[Saved data entries]

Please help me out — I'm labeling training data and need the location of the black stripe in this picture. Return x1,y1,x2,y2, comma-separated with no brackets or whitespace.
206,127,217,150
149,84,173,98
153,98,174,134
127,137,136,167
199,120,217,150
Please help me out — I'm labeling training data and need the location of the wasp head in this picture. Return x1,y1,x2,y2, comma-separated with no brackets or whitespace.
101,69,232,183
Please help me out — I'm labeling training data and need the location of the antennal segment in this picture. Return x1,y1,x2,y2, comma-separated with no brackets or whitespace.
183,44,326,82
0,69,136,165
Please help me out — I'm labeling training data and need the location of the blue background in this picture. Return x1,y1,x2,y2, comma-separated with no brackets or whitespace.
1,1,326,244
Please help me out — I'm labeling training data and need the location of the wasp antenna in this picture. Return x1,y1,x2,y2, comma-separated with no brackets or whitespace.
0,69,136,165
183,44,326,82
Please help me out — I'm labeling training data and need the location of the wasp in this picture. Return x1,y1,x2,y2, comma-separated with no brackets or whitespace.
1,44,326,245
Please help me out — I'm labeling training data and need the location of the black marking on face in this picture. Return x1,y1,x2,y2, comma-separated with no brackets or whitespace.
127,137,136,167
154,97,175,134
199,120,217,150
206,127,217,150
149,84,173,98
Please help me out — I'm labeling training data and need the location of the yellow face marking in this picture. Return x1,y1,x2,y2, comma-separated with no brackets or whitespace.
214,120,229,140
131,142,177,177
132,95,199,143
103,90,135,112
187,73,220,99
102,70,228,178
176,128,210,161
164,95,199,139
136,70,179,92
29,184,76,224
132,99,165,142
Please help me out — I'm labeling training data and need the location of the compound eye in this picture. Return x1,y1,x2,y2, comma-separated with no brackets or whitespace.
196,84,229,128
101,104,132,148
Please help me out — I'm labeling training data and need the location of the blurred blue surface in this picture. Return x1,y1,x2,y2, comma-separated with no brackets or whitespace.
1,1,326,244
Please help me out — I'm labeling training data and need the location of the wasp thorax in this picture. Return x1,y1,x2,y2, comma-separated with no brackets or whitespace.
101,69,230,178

__What you need to do__.
What is needed is a word-for-word copy of the records.

__Answer box__.
Please help me out — I'm labeling training data and need the location of the black stripe in this picture. Return x1,y1,x2,y2, comma-separated with no brackets or whitespace.
206,127,217,150
149,84,173,98
153,98,174,134
127,137,136,167
199,120,217,150
Please help me out — I'm labeling training data and need the location of the wasp head in this picture. Return x1,y1,x2,y2, comma-separated with no brackets or whitespace.
101,69,232,183
Please help me out — I'm labeling training data and need the location of the antennal segment in this picture. Return x1,y1,x2,y2, comma-separated with no brackets or whitespace.
183,44,326,82
0,69,136,165
Please help me out — I'm labeling training data and need the location of the blue background in this picture. Return x1,y1,x2,y2, comma-separated with no brackets or whitespace.
1,1,326,244
Please help me out — I'm labeling training data and need the location of the wasp antenna in this picture. Return x1,y1,x2,y2, comma-separated with no brackets or whitespace.
0,69,136,165
183,44,326,82
Please help me out — I'm labeling training data and need the location of the wasp in this picture. Return x1,y1,x2,y2, comma-separated with no brackets or whitespace.
1,44,326,245
Please help me out — I'm labeling training data and need the location of the black marking on face in this picture. Return x1,y1,x2,y2, comma-separated with no brackets or whitespace.
127,137,136,167
154,97,175,134
199,120,217,150
206,127,217,150
149,84,173,98
Please help me out — I'm labeling training data and need the location of the yellow face marking in this picture. Return x1,y1,x2,y2, comma-separated with no brackets or whitespace.
214,120,229,140
131,142,177,177
132,95,199,143
103,90,135,112
187,73,220,99
102,70,228,178
176,128,210,161
164,95,199,139
136,70,179,92
29,184,76,224
132,99,165,142
Please help me out — I'm labeling training data and need the location of the compound eye in this picture. Return x1,y1,x2,y2, comma-separated with no brackets or whitespace.
196,84,229,128
101,104,132,148
Please help me out — I'm labeling training data and need the location of the blurred blue surface in this picture. Return x1,y1,x2,y2, comma-separated with no brackets or whitespace.
1,1,326,244
Please help me out — I'm labeling training data and need the location of the wasp thorax in this picture. Return x1,y1,x2,y2, comma-separated with no brackets or whitespace.
101,69,230,178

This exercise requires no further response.